## Your tasks:
**1.** From the Gnip stream collector notes, quote the passage from "To store data" up to and including "Run script.".
**2.** In the Gnip stream collector notes, turn the paragraph that begins "In the sample shown" into a short list that keeps its main facts.
**3.** Pick up the Gnip stream collector notes where they stop and write what comes next.

## Text to read:

>>>

In the sample shown, the average latency is around 12 s.  Gnip documentations estimates
that the stream enhancement adds about 10s of latency on average.  The 
GnipStreamCollectorMetrics.py adds approximately 1.5s on average.

An R utility is provided to create boxplots of latencies. (See ./R/plotLatency.r)

Example 4: Files
-----------------

To store data in files, edit gnip.cfg to set the appropriate rollduration and set
the filepath.  Don't forget to set the processtype to "files"

...
filepath=/Users/scotthendrickson/IdeaProjects/RuleProduction/data
...

...
# store stream contents in files by year, month, day, hour, min
processtype=files
...

Run script.

Scott-Hendricksons-MacBook-Pro ~/IdeaProjects/RuleProduction/src> ./GnipStreamCollectorMetrics.py 
(no output expected)

When you look in the data path:

Scott-Hendricksons-MacBook-Pro ~/IdeaProjects/RuleProduction/data> tree
.
└── 2012
    └── 01
        └── 06
            └── 14
                ├── Powertrack_201201061448497544.gz
                ├── Powertrack_201201061448783761.gz
                └── Powertrack_201201061449705606.gz
...

<<<

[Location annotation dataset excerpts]
>>>

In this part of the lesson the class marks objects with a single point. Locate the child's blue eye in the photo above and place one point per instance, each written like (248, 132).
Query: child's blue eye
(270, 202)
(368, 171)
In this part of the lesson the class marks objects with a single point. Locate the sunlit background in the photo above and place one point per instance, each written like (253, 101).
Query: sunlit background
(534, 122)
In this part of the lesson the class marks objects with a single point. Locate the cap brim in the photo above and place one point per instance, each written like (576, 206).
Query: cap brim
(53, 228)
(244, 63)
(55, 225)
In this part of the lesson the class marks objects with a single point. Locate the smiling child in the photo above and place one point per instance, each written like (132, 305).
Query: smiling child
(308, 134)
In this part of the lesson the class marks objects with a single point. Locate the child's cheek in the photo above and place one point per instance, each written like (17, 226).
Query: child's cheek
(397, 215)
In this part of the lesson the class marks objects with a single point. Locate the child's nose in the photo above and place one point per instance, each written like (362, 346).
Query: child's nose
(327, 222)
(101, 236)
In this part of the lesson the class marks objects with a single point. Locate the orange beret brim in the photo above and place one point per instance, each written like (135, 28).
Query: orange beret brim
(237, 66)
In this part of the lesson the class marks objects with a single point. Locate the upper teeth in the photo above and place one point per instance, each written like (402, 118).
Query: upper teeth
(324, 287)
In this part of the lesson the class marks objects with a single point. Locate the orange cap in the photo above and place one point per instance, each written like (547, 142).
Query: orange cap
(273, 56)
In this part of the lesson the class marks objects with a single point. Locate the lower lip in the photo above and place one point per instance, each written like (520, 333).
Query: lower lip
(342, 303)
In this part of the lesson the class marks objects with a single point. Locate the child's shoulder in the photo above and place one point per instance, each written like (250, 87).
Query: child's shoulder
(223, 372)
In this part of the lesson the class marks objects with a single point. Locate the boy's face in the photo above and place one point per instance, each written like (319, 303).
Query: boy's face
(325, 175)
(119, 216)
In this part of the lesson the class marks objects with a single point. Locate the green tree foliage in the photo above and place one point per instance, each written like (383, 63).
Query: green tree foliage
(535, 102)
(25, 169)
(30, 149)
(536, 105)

<<<

## Final answers:
**1.**
To store data in files, edit gnip.cfg to set the appropriate rollduration and set
the filepath.  Don't forget to set the processtype to "files"

...
filepath=/Users/scotthendrickson/IdeaProjects/RuleProduction/data
...

...
# store stream contents in files by year, month, day, hour, min
processtype=files
...

Run script.

**2.**
- Average latency in the sample shown: about 12 s.
- Gnip documentation estimate for the latency the stream enhancement adds: about 10 s on average.
- Latency added by GnipStreamCollectorMetrics.py: about 1.5 s on average.

**3.**
New directories will be created for every hour.  Here the rollduration is set to 
60s so a new file is created every minute.


If your input stream is JSON-formated, you can additionally parse it with Gnacs before writing to disk:

...
# store stream contents in files by year, month, day, hour, min
processtype=files-gnacs
...

Your cfg file must have a [gnacs] block, with a mandatory parameter 'delim' and an optional parameter
'options', which sets the Gnacs options.

...
[gnacs]
options=gulist
delim=|
,,,

When using 'files-gnacs', the output directory structure and files names are the same as for 'files'.

Example 5: Rules
-----------------

To store counts of rule matches, edit gnip.cfg to set the appropriate rollduration and set
the filepath.  Set the processtype to "rules". The output will have the same structure as
"file" and "file-gnacs".

...
filepath=/Users/scotthendrickson/IdeaProjects/RuleProduction/data
...

...
processtype=rules
...

Run script.

Scott-Hendricksons-MacBook-Pro ~/IdeaProjects/RuleProduction/src> ./GnipStreamCollectorMetrics.py 
(no output expected)

When you look in the data path:

Scott-Hendricksons-MacBook-Pro ~/IdeaProjects/RuleProduction/data> tree
.
└── 2012
    └── 01
        └── 06
            └── 14
                ├── Powertrack_201201061448497544.counts
                ├── Powertrack_201201061448783761.counts
                └── Powertrack_201201061449705606.counts
...

New directories will be created for every hour.  Here the rollduration is set to 
60s so a new file is created every minute.

Enjoy!